* **Problem statement**
Lines below containing the word "slice" should be copied out.

·····

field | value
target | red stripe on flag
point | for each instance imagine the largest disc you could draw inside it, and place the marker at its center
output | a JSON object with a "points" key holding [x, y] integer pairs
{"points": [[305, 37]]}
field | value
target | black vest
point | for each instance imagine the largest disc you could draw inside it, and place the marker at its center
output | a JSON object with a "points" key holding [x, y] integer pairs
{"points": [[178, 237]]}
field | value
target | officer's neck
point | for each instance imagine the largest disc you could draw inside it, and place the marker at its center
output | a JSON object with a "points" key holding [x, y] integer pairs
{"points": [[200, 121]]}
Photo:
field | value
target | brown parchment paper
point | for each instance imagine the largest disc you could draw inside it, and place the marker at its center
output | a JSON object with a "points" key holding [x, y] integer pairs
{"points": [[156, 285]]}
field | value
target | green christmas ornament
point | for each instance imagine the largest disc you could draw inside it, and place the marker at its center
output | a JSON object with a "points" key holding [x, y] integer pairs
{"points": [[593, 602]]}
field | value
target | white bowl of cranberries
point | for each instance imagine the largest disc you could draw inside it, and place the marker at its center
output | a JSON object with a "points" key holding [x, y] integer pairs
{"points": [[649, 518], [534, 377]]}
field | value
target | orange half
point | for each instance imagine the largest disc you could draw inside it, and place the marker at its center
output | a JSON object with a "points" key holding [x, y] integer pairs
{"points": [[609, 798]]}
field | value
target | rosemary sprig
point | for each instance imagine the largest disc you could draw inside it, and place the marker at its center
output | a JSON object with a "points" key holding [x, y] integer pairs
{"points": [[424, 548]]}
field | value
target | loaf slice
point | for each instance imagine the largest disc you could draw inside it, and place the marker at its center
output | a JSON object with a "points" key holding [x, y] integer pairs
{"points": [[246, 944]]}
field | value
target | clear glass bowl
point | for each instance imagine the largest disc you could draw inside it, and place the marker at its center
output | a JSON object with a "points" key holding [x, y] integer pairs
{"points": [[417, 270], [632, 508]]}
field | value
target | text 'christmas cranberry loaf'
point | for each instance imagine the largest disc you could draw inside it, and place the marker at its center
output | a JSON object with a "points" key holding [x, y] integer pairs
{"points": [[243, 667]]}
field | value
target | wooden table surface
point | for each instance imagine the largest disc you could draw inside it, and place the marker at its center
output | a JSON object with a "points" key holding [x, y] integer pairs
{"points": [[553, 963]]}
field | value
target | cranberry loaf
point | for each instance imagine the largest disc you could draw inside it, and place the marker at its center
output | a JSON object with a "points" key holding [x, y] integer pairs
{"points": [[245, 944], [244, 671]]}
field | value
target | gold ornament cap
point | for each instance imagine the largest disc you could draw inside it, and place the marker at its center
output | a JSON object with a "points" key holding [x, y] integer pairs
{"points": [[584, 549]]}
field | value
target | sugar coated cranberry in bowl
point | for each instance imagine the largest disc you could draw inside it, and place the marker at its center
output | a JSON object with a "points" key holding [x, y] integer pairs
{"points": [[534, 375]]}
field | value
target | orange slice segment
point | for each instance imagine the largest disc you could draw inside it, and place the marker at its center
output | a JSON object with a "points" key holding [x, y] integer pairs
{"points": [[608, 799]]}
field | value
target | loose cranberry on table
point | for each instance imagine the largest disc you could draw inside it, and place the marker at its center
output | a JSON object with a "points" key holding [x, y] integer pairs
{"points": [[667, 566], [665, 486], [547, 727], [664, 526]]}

·····

* **Task answer**
target | loaf slice
target | orange slice segment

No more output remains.